-------- RECORDS TO USE
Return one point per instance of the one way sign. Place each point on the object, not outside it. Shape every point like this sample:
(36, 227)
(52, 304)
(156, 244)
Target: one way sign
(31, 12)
----------------
● **DESCRIPTION OF THE TASK**
Each entry above must be printed exactly as written.

● **ANSWER BOX**
Return one point per instance of the one way sign. Place each point on the object, not outside it. Shape every point like this sample:
(36, 227)
(52, 304)
(156, 244)
Target: one way sign
(31, 12)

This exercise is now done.